Aim of the exercise ::
Print the listing as it stands, omitting all images.

Polygon annotations for photos:
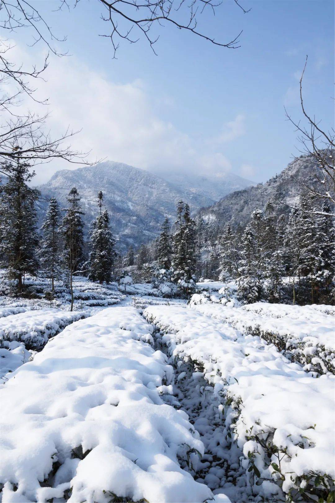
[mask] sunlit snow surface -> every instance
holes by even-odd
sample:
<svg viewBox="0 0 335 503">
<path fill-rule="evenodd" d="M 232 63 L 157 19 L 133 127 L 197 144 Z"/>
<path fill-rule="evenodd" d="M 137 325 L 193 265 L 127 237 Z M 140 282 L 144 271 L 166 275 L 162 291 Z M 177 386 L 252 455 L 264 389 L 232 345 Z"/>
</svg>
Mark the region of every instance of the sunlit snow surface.
<svg viewBox="0 0 335 503">
<path fill-rule="evenodd" d="M 72 313 L 60 286 L 51 308 L 0 298 L 3 503 L 280 501 L 333 477 L 333 307 L 198 287 L 186 305 L 78 278 Z"/>
</svg>

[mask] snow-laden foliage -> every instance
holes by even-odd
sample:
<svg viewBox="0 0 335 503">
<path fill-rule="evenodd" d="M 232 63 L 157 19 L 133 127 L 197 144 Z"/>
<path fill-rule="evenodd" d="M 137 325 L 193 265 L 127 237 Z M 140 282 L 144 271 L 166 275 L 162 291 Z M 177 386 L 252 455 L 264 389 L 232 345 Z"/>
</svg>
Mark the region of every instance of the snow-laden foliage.
<svg viewBox="0 0 335 503">
<path fill-rule="evenodd" d="M 100 212 L 91 225 L 89 233 L 88 278 L 92 281 L 110 283 L 116 257 L 115 239 L 109 224 L 106 210 L 102 211 L 102 193 L 98 194 Z"/>
<path fill-rule="evenodd" d="M 12 314 L 2 319 L 0 344 L 5 341 L 17 341 L 24 342 L 27 348 L 40 348 L 68 325 L 87 315 L 83 311 L 55 309 Z"/>
<path fill-rule="evenodd" d="M 40 195 L 28 184 L 34 174 L 26 162 L 3 161 L 3 172 L 9 177 L 0 186 L 0 267 L 14 289 L 22 290 L 23 277 L 37 269 L 37 213 L 36 203 Z"/>
<path fill-rule="evenodd" d="M 238 477 L 238 500 L 331 500 L 333 376 L 315 379 L 273 345 L 204 314 L 208 307 L 229 310 L 153 306 L 144 316 L 160 332 L 171 361 L 191 365 L 208 384 L 198 391 L 217 397 L 224 433 L 219 428 L 216 437 L 214 430 L 208 449 L 216 465 L 228 461 Z M 215 477 L 224 491 L 224 472 Z"/>
<path fill-rule="evenodd" d="M 301 364 L 306 372 L 312 371 L 316 375 L 335 374 L 333 316 L 310 306 L 280 304 L 277 316 L 273 314 L 271 305 L 257 303 L 237 309 L 215 305 L 199 308 L 244 333 L 259 336 L 274 344 L 289 360 Z M 258 309 L 259 314 L 253 312 Z"/>
<path fill-rule="evenodd" d="M 11 374 L 0 390 L 3 501 L 213 497 L 182 468 L 196 466 L 203 445 L 166 403 L 175 400 L 173 373 L 146 343 L 152 332 L 134 308 L 106 309 Z"/>
<path fill-rule="evenodd" d="M 24 307 L 0 307 L 0 318 L 5 318 L 11 314 L 17 314 L 18 313 L 23 313 L 26 311 Z"/>
</svg>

Reply ::
[mask] sunlit snow surface -> every instance
holes by even-odd
sample:
<svg viewBox="0 0 335 503">
<path fill-rule="evenodd" d="M 232 63 L 157 19 L 133 127 L 197 144 Z"/>
<path fill-rule="evenodd" d="M 137 325 L 193 265 L 127 237 Z M 140 282 L 144 271 L 166 275 L 162 291 Z M 177 386 L 252 455 L 264 389 L 232 345 Z"/>
</svg>
Mark the region of every instance of the sunlit snow surface.
<svg viewBox="0 0 335 503">
<path fill-rule="evenodd" d="M 72 313 L 60 286 L 51 308 L 0 298 L 3 503 L 280 501 L 333 477 L 333 307 L 198 287 L 186 305 L 78 278 Z"/>
</svg>

[mask] snow-laden foliage -> every instance
holes by even-odd
sample:
<svg viewBox="0 0 335 503">
<path fill-rule="evenodd" d="M 232 63 L 157 19 L 133 127 L 197 144 Z"/>
<path fill-rule="evenodd" d="M 137 325 L 193 265 L 127 237 Z M 140 282 L 144 271 L 166 275 L 162 291 Z M 177 386 L 252 455 L 264 389 L 232 345 Z"/>
</svg>
Mark the region of every instance of the snow-laden foliage.
<svg viewBox="0 0 335 503">
<path fill-rule="evenodd" d="M 100 212 L 91 225 L 89 233 L 88 278 L 92 281 L 110 283 L 116 257 L 115 239 L 109 224 L 106 210 L 102 211 L 102 193 L 98 194 Z"/>
<path fill-rule="evenodd" d="M 12 314 L 2 319 L 0 344 L 5 341 L 17 341 L 24 342 L 27 348 L 40 348 L 68 325 L 87 315 L 83 311 L 55 309 Z"/>
<path fill-rule="evenodd" d="M 40 195 L 28 184 L 34 174 L 26 162 L 3 161 L 3 172 L 9 177 L 0 186 L 0 267 L 14 289 L 22 290 L 23 277 L 37 269 L 37 213 L 36 203 Z"/>
<path fill-rule="evenodd" d="M 238 477 L 238 500 L 331 500 L 333 376 L 315 379 L 273 345 L 204 314 L 208 307 L 229 310 L 153 306 L 144 316 L 160 332 L 171 361 L 191 365 L 208 384 L 198 391 L 217 397 L 224 433 L 219 428 L 216 437 L 214 430 L 208 449 L 216 465 L 228 461 Z M 215 477 L 224 491 L 224 472 Z"/>
<path fill-rule="evenodd" d="M 301 364 L 306 372 L 312 371 L 316 375 L 335 374 L 333 316 L 310 306 L 280 304 L 277 316 L 273 314 L 271 305 L 257 303 L 237 309 L 215 305 L 199 308 L 244 333 L 259 336 L 274 344 L 289 360 Z M 258 309 L 259 314 L 253 312 Z"/>
<path fill-rule="evenodd" d="M 11 374 L 0 390 L 3 501 L 213 497 L 182 468 L 196 466 L 203 445 L 166 403 L 175 400 L 173 373 L 146 343 L 152 332 L 134 308 L 106 309 Z"/>
<path fill-rule="evenodd" d="M 24 307 L 0 307 L 0 318 L 5 318 L 11 314 L 17 314 L 18 313 L 23 313 L 26 311 Z"/>
</svg>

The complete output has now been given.